• **Tasks and exercises**
#1 In the article on the UAAP Season 83 cancellation, which professional league will King Miyagi now try his luck in?
#2 From the article on the UAAP Season 83 cancellation, retype the passage that begins at the words "Moments after the" and stops after the words "bus last year.".

• **Text block**
*** Block opens ***

WITH last Friday’s cancellation of UAAP Season 83, some student-athletes are now making their moves for their future.
Moments after the announcement, Adamson men’s basketball standout
Jerrick Ahanmisi has formally declared his intention to enter the 2021 PBA Rookie Draft.
“I’ll be entering the Draft this March,” the 6-foot-1 guard said in a short interview with online website Tiebreaker Times.
Ahanmisi’s decision will definitely open gates for other players who are supposed to be in their final year in Season 83, to turn pro.
The 22-year-old Fil-Am led the Falcons to three consecutive Final Four appearances before missing the bus last year.
Ahanmisi averaged 14.19 points, 3.22 rebounds and 1.69 assists in 58 games played for Adamson. The younger brother of Rain or Shine stalwart Maverick tallied 13.07 points, 3.57 rebounds and 1.43 assists per contest in his final season for the Falcons.
Also making a major decision was University of the Philippines’ men’s football star King Miyagi, who opted to forego his final year of eligibility.
Miyagi, 22, will now try his luck in the pro Philippines Football League.
“Thank you UPMFT brothers for six years full of blood and sweat but now it’s time to close this book and write a new story,” said Miyagi.

*** Block closes ***

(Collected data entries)
*** Block opens ***

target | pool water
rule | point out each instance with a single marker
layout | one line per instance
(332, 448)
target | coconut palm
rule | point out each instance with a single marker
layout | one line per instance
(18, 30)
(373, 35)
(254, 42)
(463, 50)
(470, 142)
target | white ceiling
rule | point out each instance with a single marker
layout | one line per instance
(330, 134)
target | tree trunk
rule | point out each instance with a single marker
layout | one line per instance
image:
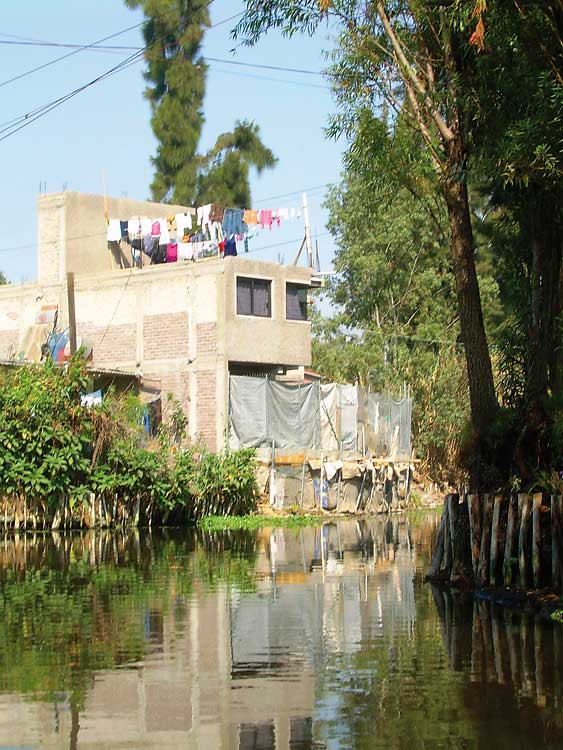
(479, 370)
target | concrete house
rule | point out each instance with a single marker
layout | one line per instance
(180, 328)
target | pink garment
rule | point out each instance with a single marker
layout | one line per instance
(172, 252)
(265, 218)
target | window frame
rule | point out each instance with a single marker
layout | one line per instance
(299, 285)
(254, 280)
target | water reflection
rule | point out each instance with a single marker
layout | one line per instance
(301, 639)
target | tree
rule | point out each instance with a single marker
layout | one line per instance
(173, 35)
(176, 75)
(407, 55)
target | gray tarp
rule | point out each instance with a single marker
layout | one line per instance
(263, 412)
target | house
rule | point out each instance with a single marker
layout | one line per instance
(180, 328)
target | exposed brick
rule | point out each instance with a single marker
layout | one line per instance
(165, 335)
(206, 408)
(206, 338)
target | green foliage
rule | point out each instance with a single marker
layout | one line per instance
(234, 523)
(176, 73)
(54, 451)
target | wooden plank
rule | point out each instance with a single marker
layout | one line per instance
(536, 538)
(474, 507)
(511, 539)
(447, 537)
(484, 553)
(523, 543)
(495, 540)
(438, 555)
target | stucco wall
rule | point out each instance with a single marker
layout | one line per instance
(176, 325)
(274, 340)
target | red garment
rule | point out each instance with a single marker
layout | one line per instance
(265, 218)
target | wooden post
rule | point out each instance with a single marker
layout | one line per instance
(495, 540)
(447, 537)
(475, 527)
(438, 555)
(71, 312)
(556, 550)
(484, 554)
(525, 502)
(510, 543)
(536, 538)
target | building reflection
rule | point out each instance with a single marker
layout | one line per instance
(226, 667)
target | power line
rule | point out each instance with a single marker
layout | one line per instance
(76, 48)
(17, 124)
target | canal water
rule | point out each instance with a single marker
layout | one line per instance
(296, 639)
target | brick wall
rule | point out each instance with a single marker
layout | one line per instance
(206, 408)
(8, 343)
(206, 338)
(111, 346)
(165, 336)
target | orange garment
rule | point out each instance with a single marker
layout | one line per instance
(250, 217)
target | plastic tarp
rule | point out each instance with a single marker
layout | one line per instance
(247, 412)
(390, 421)
(329, 422)
(263, 413)
(348, 417)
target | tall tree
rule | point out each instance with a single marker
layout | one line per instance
(406, 54)
(176, 76)
(176, 71)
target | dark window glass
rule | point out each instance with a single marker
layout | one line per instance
(244, 296)
(254, 297)
(296, 302)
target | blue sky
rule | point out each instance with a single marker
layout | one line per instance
(107, 126)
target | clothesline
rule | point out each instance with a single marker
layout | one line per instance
(209, 230)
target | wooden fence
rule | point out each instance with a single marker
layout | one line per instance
(497, 540)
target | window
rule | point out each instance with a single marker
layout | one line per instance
(296, 302)
(254, 297)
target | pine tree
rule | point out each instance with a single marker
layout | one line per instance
(176, 72)
(176, 76)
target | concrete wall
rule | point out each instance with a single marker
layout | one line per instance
(72, 231)
(175, 324)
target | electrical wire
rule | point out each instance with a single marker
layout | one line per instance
(23, 121)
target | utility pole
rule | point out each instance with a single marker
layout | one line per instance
(308, 231)
(71, 312)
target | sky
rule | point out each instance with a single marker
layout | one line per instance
(106, 128)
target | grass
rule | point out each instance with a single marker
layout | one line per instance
(227, 523)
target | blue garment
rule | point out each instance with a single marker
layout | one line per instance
(233, 223)
(231, 247)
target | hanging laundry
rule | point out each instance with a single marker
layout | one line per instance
(150, 244)
(230, 247)
(114, 230)
(265, 218)
(185, 251)
(134, 227)
(233, 221)
(216, 212)
(164, 234)
(203, 213)
(146, 225)
(172, 252)
(183, 222)
(250, 217)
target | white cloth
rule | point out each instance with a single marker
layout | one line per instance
(183, 222)
(146, 225)
(134, 227)
(185, 250)
(203, 215)
(114, 230)
(164, 233)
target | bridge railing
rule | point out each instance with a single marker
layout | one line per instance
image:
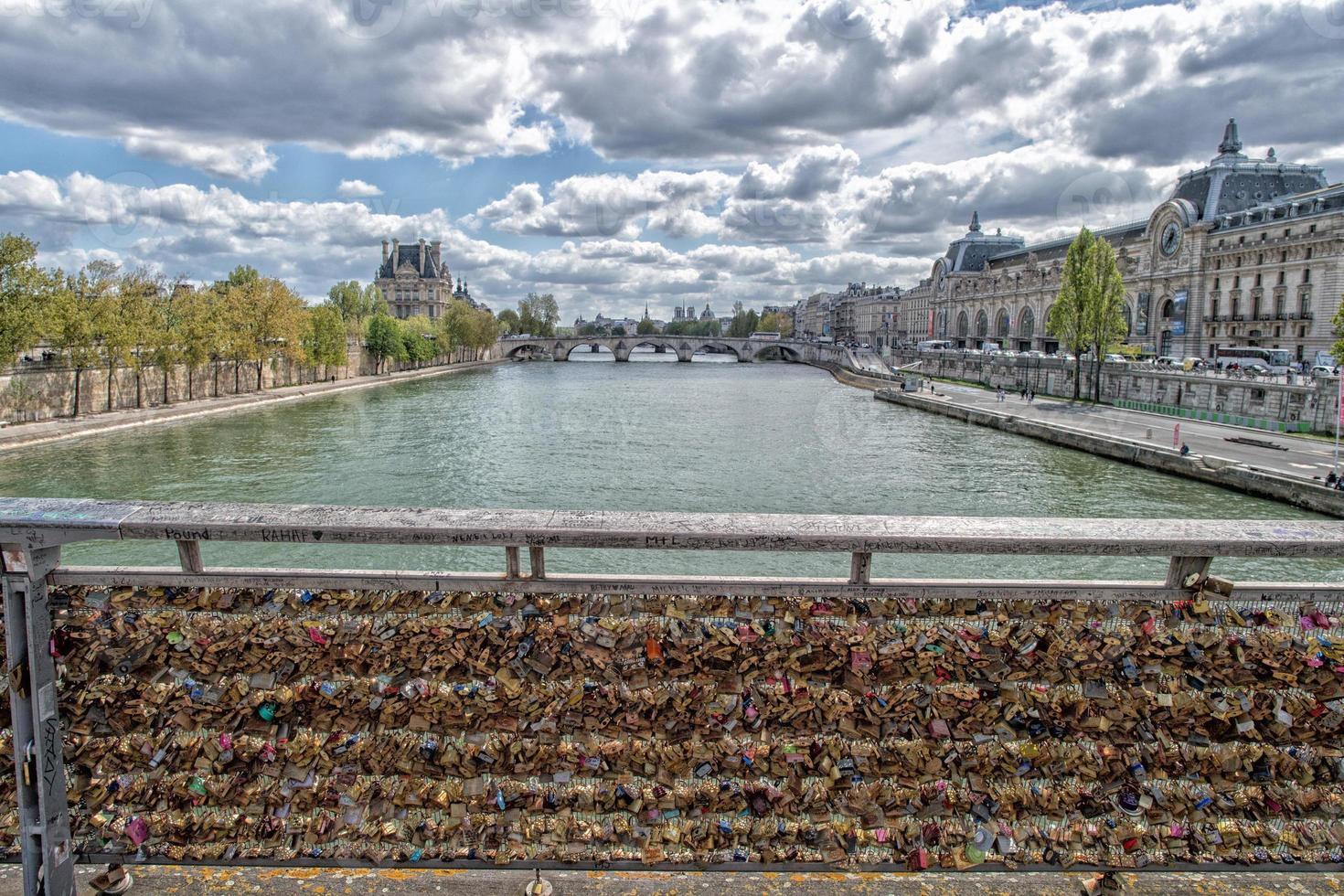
(522, 718)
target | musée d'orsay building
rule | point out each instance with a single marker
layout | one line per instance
(1244, 251)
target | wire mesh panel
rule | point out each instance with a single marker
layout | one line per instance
(219, 724)
(306, 718)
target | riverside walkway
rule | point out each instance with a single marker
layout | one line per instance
(1304, 458)
(65, 427)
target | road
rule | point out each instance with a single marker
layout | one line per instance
(199, 881)
(1301, 457)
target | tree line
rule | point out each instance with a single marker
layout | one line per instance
(103, 317)
(1089, 314)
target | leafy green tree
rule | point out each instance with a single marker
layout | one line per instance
(383, 340)
(25, 291)
(325, 338)
(129, 326)
(1105, 306)
(509, 321)
(197, 332)
(1338, 351)
(355, 304)
(538, 315)
(777, 323)
(74, 324)
(1069, 317)
(165, 343)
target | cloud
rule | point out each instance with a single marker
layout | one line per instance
(357, 189)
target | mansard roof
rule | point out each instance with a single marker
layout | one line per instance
(972, 251)
(409, 254)
(1232, 182)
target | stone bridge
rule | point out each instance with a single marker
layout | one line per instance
(684, 347)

*** Block closes ***

• **Task responses**
#1 The pro Philippines Football League.

#2
Moments after the announcement, Adamson men’s basketball standout
Jerrick Ahanmisi has formally declared his intention to enter the 2021 PBA Rookie Draft.
“I’ll be entering the Draft this March,” the 6-foot-1 guard said in a short interview with online website Tiebreaker Times.
Ahanmisi’s decision will definitely open gates for other players who are supposed to be in their final year in Season 83, to turn pro.
The 22-year-old Fil-Am led the Falcons to three consecutive Final Four appearances before missing the bus last year.